● **Set problem**: Can you express the listing below as a two-column CSV with the headers input and output, giving one row for each line that asks where something appears? Put that line in input and every set of coordinates under it in output, with each field in double quotes and any line breaks replaced by spaces.

● **Provided records**:
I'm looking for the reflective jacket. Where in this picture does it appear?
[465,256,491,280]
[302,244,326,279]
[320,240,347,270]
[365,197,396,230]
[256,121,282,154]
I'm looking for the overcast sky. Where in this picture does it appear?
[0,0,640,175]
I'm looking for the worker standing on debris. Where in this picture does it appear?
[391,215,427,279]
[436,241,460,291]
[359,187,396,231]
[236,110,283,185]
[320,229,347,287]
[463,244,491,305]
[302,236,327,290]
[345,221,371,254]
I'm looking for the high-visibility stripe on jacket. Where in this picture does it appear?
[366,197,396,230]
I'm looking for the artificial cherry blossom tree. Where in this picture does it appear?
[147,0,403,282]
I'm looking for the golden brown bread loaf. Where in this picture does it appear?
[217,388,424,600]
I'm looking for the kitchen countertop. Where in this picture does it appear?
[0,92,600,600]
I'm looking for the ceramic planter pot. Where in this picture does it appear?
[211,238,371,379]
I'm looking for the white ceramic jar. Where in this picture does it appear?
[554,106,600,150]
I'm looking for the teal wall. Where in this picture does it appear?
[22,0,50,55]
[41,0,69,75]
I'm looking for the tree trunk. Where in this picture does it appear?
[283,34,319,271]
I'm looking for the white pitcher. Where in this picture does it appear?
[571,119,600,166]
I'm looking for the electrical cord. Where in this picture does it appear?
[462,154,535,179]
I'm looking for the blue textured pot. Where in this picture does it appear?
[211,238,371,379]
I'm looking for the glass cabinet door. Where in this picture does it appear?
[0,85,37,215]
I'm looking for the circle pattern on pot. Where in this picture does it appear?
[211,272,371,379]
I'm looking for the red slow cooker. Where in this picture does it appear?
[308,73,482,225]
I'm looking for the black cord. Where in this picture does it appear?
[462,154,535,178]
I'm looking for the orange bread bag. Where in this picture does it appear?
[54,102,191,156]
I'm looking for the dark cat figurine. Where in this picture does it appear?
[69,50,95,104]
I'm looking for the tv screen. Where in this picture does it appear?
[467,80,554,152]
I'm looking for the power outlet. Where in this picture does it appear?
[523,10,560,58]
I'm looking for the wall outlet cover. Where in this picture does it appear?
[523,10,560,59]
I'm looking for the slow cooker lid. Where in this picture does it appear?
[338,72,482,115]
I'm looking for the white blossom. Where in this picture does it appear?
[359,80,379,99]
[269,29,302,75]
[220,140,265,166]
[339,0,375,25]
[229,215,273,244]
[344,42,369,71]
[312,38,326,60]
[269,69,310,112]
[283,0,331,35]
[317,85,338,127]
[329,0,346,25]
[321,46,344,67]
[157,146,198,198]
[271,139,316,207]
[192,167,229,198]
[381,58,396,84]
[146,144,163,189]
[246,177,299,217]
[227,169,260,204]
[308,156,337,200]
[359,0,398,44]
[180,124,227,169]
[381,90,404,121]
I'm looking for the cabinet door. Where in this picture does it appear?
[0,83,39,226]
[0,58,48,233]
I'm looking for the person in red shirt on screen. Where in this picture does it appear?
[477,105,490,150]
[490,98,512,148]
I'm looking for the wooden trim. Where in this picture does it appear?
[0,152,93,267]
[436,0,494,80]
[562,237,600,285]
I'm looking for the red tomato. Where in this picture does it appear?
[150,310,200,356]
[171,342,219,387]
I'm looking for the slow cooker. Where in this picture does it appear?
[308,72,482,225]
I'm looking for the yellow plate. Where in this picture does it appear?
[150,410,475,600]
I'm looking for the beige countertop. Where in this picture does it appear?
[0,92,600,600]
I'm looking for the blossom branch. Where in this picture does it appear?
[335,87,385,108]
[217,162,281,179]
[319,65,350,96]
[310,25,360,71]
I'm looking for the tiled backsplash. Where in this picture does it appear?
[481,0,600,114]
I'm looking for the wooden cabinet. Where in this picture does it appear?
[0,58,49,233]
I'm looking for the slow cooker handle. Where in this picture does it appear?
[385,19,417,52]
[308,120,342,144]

● **Answer to the task**:
input,output
"I'm looking for the reflective jacket. Where in this picture does it appear?","[465,256,491,280] [302,244,326,279] [320,240,347,270] [365,197,396,230] [256,121,282,154]"
"I'm looking for the overcast sky. Where in this picture does it appear?","[0,0,640,175]"
"I'm looking for the worker standing on debris. Where in this picture does it appear?","[391,215,427,279] [436,241,460,291] [359,187,396,231] [236,110,283,185] [320,229,347,287] [463,244,491,305] [302,236,327,290] [345,221,371,254]"
"I'm looking for the high-visibility stripe on jacket. Where in this picture does it appear?","[366,197,396,230]"
"I'm looking for the artificial cherry blossom tree. Where in this picture does it appear?","[147,0,403,282]"
"I'm looking for the golden brown bread loaf. Where in this picture does it appear?","[217,388,424,600]"
"I'm looking for the kitchen countertop. Where in this picture does it appear?","[0,92,600,600]"
"I'm looking for the ceramic planter pot. Where in this picture does it appear?","[211,238,371,379]"
"I'm looking for the white ceramic jar. Where in this picture does it appear?","[554,106,600,150]"
"I'm looking for the teal wall. Where in this picture does it appear?","[22,0,50,55] [41,0,69,75]"
"I'm looking for the tree trunk. Where in this picture does it appear?","[283,34,319,271]"
"I'm looking for the white pitcher. Where in this picture does it appear?","[571,119,600,166]"
"I'm looking for the electrical cord. Where in this picture does it appear?","[462,154,535,179]"
"I'm looking for the blue textured pot. Where in this picture does it appear?","[211,238,371,379]"
"I'm looking for the glass cabinet door. Where in this picture does it appear?","[0,85,37,215]"
"I'm looking for the circle pattern on pot. Where in this picture does it appear?","[211,272,371,379]"
"I'm looking for the red slow cooker. Where in this picture does it appear?","[308,73,482,225]"
"I'm looking for the black cord. Where in this picture does it appear?","[462,154,535,178]"
"I'm looking for the orange bread bag. Where in this picture does it appear?","[54,102,191,156]"
"I'm looking for the dark cat figurine. Where in this picture does it appear?","[69,50,95,104]"
"I'm looking for the tv screen. Where in this picture does it appear?","[467,80,554,152]"
"I'm looking for the power outlet. Where in this picture does it appear?","[523,10,560,58]"
"I'm looking for the wall outlet cover. Where in this picture does it appear?","[523,10,560,59]"
"I'm looking for the slow cooker lid. Where in this picture does it appear?","[338,72,482,115]"
"I'm looking for the white blossom. Where in this picture does it appear?","[359,80,379,99] [269,29,302,75] [220,140,265,166] [339,0,375,25] [229,215,273,244] [344,42,369,71] [312,38,326,60] [269,69,310,112] [283,0,331,35] [317,85,338,127] [329,0,346,25] [321,46,344,67] [157,146,198,198] [271,139,316,207] [192,167,229,198] [381,58,396,84] [146,144,163,189] [246,177,299,217] [227,169,260,204] [308,156,337,200] [359,0,398,44] [180,124,227,169] [381,90,404,121]"
"I'm looking for the cabinet door. Where in this picture does it appear?","[0,83,39,226] [0,58,48,233]"
"I'm looking for the person in red shirt on screen. Where in this picture does it appear?","[477,105,490,150] [490,98,512,148]"
"I'm looking for the wooden trim. Where in this picture does it appear?","[0,152,93,267] [436,0,494,80] [562,237,600,285]"
"I'm looking for the red tomato. Where in this picture does it appear?","[150,310,200,356] [171,342,219,387]"
"I'm looking for the slow cooker. Where in this picture does it appear?","[308,72,482,225]"
"I'm looking for the yellow plate. Where in this picture does it appear?","[150,410,475,600]"
"I'm looking for the beige countertop. Where in this picture does it appear?","[0,92,600,600]"
"I'm looking for the blossom branch. Where in this picture does it appear?","[335,87,385,108] [217,162,281,179] [319,65,350,96] [310,25,360,71]"
"I'm looking for the tiled backsplash. Where in this picture does it appear?","[481,0,600,114]"
"I'm looking for the wooden cabinet. Where in this picture does it appear?","[0,58,49,233]"
"I'm looking for the slow cooker handle. Where in this picture does it appear?","[385,19,417,52] [308,120,342,144]"